[Collected data entries]
▼

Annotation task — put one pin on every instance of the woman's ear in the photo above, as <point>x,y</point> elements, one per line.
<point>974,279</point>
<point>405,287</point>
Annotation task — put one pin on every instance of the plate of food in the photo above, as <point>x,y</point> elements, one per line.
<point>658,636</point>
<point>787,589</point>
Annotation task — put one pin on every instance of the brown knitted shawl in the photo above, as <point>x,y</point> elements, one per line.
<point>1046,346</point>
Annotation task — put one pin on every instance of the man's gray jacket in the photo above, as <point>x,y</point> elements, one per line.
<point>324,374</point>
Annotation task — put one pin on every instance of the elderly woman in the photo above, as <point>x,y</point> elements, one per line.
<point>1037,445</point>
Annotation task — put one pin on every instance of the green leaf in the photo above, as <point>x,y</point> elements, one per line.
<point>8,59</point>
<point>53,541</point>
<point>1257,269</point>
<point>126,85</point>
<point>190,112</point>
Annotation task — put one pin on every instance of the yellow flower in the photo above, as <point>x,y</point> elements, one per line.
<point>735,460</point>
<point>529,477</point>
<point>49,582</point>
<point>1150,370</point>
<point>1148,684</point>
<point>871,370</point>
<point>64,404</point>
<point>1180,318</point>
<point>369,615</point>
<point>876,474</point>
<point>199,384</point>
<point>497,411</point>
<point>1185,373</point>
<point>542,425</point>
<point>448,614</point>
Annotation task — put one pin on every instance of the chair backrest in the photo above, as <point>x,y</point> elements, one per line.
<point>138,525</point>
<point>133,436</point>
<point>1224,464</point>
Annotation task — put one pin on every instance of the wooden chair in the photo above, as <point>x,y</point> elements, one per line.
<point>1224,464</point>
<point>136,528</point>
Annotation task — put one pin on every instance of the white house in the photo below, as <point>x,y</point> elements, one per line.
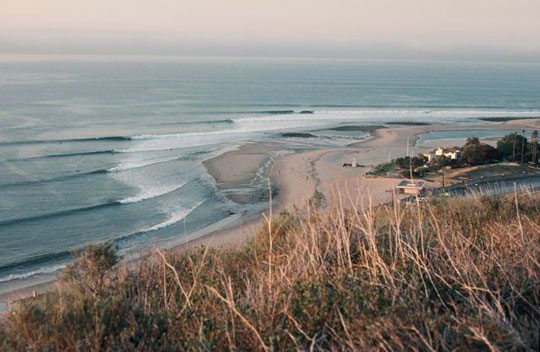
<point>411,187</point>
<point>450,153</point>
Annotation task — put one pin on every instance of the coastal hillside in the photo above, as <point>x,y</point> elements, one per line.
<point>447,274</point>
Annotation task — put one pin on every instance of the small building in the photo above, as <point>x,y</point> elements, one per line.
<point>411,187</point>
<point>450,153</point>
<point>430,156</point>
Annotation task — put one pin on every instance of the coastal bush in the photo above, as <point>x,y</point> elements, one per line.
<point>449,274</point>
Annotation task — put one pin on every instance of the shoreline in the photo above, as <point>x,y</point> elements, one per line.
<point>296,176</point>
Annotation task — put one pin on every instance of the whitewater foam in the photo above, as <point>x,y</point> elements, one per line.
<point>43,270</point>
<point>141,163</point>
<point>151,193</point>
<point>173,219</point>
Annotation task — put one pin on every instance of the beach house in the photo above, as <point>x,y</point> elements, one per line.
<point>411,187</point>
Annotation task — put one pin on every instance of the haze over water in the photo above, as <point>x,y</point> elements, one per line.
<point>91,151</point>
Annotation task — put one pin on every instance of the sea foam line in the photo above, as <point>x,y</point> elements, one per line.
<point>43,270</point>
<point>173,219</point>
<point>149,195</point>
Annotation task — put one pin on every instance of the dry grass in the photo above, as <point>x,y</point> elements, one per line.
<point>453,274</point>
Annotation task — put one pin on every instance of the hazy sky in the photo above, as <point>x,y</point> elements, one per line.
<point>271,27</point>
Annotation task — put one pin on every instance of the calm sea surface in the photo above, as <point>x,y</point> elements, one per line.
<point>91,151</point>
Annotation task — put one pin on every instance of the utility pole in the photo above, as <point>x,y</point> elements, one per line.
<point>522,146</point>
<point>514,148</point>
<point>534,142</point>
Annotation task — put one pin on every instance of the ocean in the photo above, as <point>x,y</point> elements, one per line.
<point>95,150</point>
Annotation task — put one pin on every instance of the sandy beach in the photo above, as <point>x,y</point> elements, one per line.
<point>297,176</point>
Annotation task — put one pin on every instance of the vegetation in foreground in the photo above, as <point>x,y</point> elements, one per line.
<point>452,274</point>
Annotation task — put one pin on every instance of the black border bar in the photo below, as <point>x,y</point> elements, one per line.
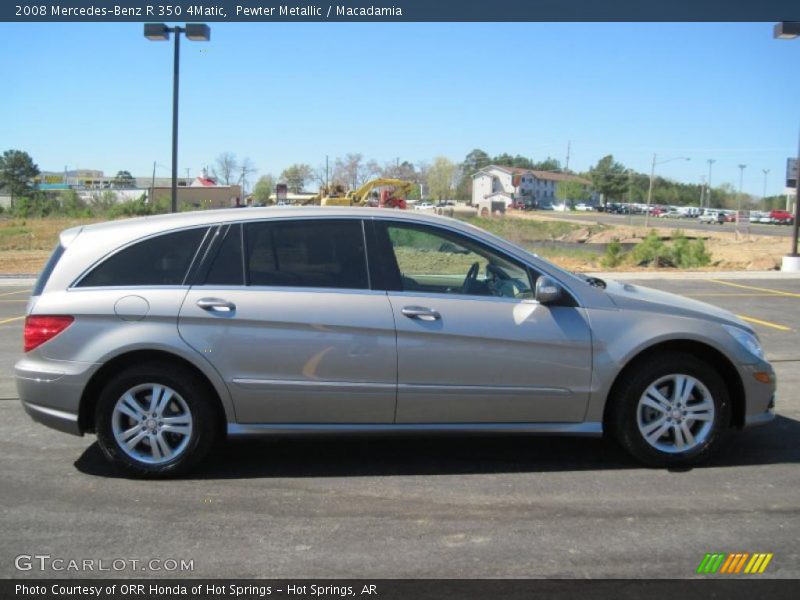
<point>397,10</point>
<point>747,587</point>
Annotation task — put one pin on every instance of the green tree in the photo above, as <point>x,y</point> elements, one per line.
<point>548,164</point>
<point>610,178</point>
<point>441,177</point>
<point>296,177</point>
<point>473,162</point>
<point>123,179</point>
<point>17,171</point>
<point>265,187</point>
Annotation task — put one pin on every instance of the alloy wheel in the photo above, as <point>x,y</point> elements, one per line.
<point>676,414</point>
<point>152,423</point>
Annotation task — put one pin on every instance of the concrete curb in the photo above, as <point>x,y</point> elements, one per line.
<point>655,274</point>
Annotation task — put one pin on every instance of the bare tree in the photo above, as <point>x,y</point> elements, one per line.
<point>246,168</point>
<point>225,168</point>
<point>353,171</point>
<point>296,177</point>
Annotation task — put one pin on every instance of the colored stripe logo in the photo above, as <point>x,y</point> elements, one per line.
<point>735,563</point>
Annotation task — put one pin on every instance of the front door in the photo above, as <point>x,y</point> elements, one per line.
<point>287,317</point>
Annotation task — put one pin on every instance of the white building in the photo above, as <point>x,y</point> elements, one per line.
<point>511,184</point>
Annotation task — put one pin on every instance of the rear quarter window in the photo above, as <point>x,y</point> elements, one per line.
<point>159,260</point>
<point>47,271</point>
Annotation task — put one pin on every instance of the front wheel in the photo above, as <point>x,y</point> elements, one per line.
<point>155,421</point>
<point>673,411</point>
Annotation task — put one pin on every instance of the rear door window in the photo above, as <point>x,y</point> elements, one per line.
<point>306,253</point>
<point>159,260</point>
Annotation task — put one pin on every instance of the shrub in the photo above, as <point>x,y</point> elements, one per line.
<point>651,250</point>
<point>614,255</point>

▲

Copy out the listing above line for line, without changing anything. Don't include the pictures in your copy.

Annotation task — put one pin on every instance of the woman's ear in the photo above, as <point>x,y</point> elements, one per line.
<point>974,279</point>
<point>405,287</point>
Annotation task — put one pin on every instance of the plate of food in the photo above, as <point>x,y</point> elements, one per line.
<point>658,636</point>
<point>787,589</point>
Annotation task — put one pin on every instance of the brown knitted shawl in the photo above, as <point>x,y</point> elements, one per line.
<point>1046,346</point>
Annotation task — put one pin on every instance of the man's gray jacket in the photo above, as <point>x,y</point> elements, one per line.
<point>324,374</point>
Annotation task — put one pin on every instance of the elderly woman in the photo above, as <point>x,y</point> elements, one per line.
<point>1037,445</point>
Annotation task — put one pin on every instance of the green leaf in the photo above, as <point>x,y</point> elements, one per line.
<point>8,59</point>
<point>53,541</point>
<point>1257,269</point>
<point>126,85</point>
<point>190,112</point>
Annotation task — put one pin on every instance of the yellow flower in the photo above, as <point>x,y</point> elements, one per line.
<point>735,460</point>
<point>529,477</point>
<point>49,582</point>
<point>1150,370</point>
<point>1148,684</point>
<point>871,370</point>
<point>64,404</point>
<point>1180,318</point>
<point>369,615</point>
<point>876,474</point>
<point>199,384</point>
<point>497,411</point>
<point>1185,373</point>
<point>542,425</point>
<point>448,614</point>
Annotation task — put one pin on every instance of the chair backrest in the photo above, as <point>x,y</point> elements, one per line.
<point>138,525</point>
<point>133,436</point>
<point>1224,464</point>
Annotation task — put one pin on every instance of the wooden chair in the photo above, as <point>x,y</point> elements, one per line.
<point>1224,464</point>
<point>136,528</point>
Annotation task — put one pin on every instance of the white house in the photo below, as <point>x,y</point> elements, one per line.
<point>411,187</point>
<point>450,153</point>
Annotation task — put one pin on every instance of the coastal hillside in the photo above, as <point>x,y</point> elements, one per line.
<point>447,274</point>
Annotation task — put one pin on every instance of the small building in the photo above, as <point>x,y</point> elements, one per line.
<point>411,187</point>
<point>450,153</point>
<point>430,156</point>
Annotation task — put one pin on every instance of the coastal bush in the photo above, as <point>x,y</point> elements, one per line.
<point>449,274</point>
Annotation task — put one pin on every instance of the shoreline in the photo above, as <point>x,y</point> elements, one per line.
<point>296,176</point>
Annotation task — put one pin on every instance of the whitewater foam in the photo above, as <point>x,y</point> elements, one per line.
<point>43,270</point>
<point>141,163</point>
<point>151,193</point>
<point>173,219</point>
Annotation task — put one pin on every instance of the beach house in the photo above, as <point>x,y</point> elements, one per line.
<point>411,187</point>
Annotation task — put one pin on every instance of the haze over water in the photo above, as <point>x,y</point> elements, one per line.
<point>91,151</point>
Annotation task — put one pin on every instance of the sea foam line in the photo above, as <point>x,y</point> elements, one per line.
<point>43,270</point>
<point>173,219</point>
<point>149,195</point>
Annotation task — put one pin on every instance of the dry grass in the photo above, as <point>x,y</point> elements, one per line.
<point>453,274</point>
Annotation task — put one pin on every instance of the hazy sky in the photo above, as <point>x,y</point> elements, one per line.
<point>271,27</point>
Annotation task — put one pin on every instance of the calm sea surface in the photo above, as <point>x,y</point> elements, one per line.
<point>91,151</point>
Annotation task — put one pin on every instance of the utility pole in the photo above, as <point>x,y</point> elements, one per line.
<point>522,146</point>
<point>514,148</point>
<point>534,142</point>
Annotation task — put one pin on every instance of the ocean in the photo above, as <point>x,y</point> elements, one per line.
<point>95,150</point>
Annotation task — put one pin on every instance of the sandy beach in the photo above, as <point>x,y</point> elements, one per line.
<point>297,176</point>
Annotation task — put one pin on every instance of the vegetation in foreground in the photo above, as <point>x,y</point> elements, one per line.
<point>452,274</point>
Annotation task — put one pin on every instance of the black border bar in the photo below, as <point>x,y</point> elements, one per line.
<point>397,10</point>
<point>747,587</point>
Annotation task — put one pin on every instance of the green tree in the photo above, as <point>x,y</point> elements, one per line.
<point>548,164</point>
<point>610,178</point>
<point>441,177</point>
<point>296,177</point>
<point>473,162</point>
<point>123,179</point>
<point>17,171</point>
<point>265,187</point>
Annotation task — put one pin on every instance of the alloy wheel in the photo above, as <point>x,y</point> elements, one per line.
<point>676,414</point>
<point>152,423</point>
Annotation task — put one pin on every instance of the concrete curb in the photo above, as <point>x,y</point> elements, one per line.
<point>655,274</point>
Annotation task — put one pin on every instance of the bare tree in the photo above, as <point>x,y</point> elements, one per line.
<point>246,168</point>
<point>225,168</point>
<point>353,171</point>
<point>296,177</point>
Annotation task — put one pin on every instance of the colored stripe logo in the photo above, as <point>x,y</point> elements, one per line.
<point>735,563</point>
Annotation task — put one pin on every instance of the front door in the photo above, as <point>x,y</point> elements, one per line.
<point>287,317</point>
Annotation task — put one pin on every instance of the white building in the photo above, as <point>x,y</point> elements, one per line.
<point>511,184</point>
Annotation task — put one pin on every instance of the rear quarter window in the photo above, as <point>x,y</point> elements, one per line.
<point>159,260</point>
<point>47,271</point>
Annotation task — put one pin on every instance of the front wheel in the photo above, as <point>x,y</point> elements, one per line.
<point>155,421</point>
<point>673,411</point>
Annotation task — put one pin on every instance of the rear door window in the photo above, as <point>x,y</point> elements, one per line.
<point>306,253</point>
<point>159,260</point>
Annotation task — put one pin on every instance of the shrub in the photo above, as <point>x,y</point> elements, one per line.
<point>651,250</point>
<point>614,255</point>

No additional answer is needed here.